WHAT YOU SHOULD DO >>
Pull out each line below that contains the string "suit" and copy it. Case counts.
— START OF DATA —
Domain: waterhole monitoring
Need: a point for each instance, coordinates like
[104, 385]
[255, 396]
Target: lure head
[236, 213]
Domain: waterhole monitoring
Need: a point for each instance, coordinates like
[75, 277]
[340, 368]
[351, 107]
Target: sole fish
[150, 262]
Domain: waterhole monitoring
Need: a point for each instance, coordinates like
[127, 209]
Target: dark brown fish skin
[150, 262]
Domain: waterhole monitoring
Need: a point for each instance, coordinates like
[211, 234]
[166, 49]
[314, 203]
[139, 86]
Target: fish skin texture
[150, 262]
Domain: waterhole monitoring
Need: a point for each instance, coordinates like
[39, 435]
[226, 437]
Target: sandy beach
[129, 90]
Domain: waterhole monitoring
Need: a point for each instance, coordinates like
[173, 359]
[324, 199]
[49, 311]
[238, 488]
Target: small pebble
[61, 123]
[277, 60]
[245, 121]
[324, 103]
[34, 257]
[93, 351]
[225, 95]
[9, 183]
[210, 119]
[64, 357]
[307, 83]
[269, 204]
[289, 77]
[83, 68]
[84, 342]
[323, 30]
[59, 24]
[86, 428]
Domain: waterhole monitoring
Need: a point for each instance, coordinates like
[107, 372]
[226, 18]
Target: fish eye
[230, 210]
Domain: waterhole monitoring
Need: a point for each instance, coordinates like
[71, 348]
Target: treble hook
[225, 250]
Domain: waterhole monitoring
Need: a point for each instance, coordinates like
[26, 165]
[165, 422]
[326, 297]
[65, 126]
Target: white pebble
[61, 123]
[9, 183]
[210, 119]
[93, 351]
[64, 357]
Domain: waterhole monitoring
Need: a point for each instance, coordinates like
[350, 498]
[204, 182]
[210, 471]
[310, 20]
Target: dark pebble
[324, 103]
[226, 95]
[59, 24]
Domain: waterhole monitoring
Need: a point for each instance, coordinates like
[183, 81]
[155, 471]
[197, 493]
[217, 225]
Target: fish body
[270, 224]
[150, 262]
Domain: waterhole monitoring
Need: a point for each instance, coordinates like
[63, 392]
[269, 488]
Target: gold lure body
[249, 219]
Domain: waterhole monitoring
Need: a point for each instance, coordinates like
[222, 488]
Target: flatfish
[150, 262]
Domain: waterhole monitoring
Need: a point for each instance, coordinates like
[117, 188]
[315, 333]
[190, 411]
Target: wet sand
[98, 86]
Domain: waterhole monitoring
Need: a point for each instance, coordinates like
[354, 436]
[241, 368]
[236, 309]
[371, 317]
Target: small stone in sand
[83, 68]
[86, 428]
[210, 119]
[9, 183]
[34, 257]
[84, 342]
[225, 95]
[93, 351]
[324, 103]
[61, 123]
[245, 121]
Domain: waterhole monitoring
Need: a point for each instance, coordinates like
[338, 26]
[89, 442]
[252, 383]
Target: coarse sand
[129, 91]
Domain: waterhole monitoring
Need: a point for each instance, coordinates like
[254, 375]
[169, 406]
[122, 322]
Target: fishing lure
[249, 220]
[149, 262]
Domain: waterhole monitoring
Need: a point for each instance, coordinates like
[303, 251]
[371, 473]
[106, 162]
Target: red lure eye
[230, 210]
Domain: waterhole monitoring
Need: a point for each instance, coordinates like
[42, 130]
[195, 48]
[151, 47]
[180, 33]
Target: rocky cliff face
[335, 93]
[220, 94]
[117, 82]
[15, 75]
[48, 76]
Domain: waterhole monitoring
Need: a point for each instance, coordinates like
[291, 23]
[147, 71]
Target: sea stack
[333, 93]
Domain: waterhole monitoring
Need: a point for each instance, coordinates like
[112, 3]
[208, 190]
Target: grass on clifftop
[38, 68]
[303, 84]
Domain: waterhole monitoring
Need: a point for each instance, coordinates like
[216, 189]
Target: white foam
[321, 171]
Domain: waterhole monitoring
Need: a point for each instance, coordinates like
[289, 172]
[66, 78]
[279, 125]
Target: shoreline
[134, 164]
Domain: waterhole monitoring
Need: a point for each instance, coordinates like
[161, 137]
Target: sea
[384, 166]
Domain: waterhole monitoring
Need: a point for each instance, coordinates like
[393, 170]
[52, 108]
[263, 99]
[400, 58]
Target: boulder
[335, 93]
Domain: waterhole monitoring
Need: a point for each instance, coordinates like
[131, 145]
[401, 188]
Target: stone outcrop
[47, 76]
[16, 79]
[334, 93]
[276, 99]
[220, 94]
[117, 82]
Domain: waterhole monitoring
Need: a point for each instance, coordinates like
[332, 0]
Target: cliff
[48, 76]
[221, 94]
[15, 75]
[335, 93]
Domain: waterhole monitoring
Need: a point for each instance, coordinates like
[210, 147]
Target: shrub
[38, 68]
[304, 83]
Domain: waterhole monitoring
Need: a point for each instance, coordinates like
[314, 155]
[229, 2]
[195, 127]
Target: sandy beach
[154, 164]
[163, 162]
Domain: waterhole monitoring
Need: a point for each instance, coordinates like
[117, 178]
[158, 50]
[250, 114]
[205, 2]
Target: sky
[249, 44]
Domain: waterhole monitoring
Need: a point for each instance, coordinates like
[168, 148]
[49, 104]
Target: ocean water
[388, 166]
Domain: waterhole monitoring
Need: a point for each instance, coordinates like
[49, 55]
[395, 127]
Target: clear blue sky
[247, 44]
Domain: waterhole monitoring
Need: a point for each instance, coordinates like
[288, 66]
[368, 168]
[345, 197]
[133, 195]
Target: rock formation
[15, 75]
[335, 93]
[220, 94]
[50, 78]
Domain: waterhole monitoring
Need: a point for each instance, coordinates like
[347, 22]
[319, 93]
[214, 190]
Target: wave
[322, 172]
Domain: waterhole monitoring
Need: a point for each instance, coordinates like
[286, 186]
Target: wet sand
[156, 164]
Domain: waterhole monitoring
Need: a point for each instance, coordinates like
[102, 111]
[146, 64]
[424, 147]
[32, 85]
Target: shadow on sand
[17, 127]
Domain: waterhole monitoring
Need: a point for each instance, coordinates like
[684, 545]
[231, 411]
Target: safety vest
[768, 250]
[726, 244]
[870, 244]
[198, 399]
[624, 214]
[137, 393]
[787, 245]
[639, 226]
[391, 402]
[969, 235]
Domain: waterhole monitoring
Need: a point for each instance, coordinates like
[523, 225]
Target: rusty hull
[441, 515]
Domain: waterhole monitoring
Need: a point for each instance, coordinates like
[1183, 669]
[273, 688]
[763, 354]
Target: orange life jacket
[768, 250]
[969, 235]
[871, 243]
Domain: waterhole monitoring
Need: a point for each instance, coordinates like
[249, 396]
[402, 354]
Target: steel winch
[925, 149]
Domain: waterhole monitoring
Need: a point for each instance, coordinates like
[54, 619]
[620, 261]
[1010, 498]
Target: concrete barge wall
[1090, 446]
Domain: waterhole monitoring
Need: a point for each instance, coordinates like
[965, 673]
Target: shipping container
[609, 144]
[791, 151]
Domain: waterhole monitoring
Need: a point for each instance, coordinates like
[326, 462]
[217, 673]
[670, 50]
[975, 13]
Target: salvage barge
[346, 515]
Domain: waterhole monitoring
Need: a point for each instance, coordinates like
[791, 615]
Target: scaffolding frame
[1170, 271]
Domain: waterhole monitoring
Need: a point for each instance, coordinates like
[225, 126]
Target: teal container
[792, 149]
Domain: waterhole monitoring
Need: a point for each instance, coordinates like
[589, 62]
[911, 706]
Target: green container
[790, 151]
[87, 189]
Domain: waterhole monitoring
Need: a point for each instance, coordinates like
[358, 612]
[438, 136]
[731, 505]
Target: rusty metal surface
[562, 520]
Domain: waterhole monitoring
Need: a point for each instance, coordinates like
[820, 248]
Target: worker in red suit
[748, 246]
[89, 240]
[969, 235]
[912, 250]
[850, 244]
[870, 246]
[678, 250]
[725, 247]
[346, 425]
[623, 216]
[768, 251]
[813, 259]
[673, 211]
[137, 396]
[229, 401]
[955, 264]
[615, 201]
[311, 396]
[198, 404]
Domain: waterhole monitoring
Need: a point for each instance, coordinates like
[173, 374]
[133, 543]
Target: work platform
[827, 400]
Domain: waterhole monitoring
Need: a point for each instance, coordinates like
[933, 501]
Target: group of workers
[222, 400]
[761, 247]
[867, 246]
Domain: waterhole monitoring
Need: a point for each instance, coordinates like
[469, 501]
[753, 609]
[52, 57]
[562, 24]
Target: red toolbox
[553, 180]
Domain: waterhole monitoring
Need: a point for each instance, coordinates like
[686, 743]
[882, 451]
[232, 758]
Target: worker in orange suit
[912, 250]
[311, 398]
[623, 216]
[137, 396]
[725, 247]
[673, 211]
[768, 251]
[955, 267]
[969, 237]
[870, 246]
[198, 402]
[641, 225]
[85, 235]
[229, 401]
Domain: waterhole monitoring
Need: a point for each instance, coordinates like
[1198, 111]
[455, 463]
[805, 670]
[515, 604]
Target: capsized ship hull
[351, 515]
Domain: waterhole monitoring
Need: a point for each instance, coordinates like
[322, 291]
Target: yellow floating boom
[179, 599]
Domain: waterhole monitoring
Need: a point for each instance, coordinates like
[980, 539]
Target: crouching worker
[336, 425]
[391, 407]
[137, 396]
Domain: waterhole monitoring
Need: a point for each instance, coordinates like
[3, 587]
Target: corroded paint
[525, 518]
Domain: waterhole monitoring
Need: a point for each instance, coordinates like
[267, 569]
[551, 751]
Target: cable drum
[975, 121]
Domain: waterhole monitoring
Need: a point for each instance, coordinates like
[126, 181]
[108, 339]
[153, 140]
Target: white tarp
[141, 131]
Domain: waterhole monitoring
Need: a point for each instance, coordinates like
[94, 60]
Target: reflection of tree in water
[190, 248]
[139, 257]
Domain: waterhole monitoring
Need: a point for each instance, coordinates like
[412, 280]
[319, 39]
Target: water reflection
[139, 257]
— END OF DATA —
RESULT OF THE TASK >>
Target: worker in red suit
Target: worker in orange suit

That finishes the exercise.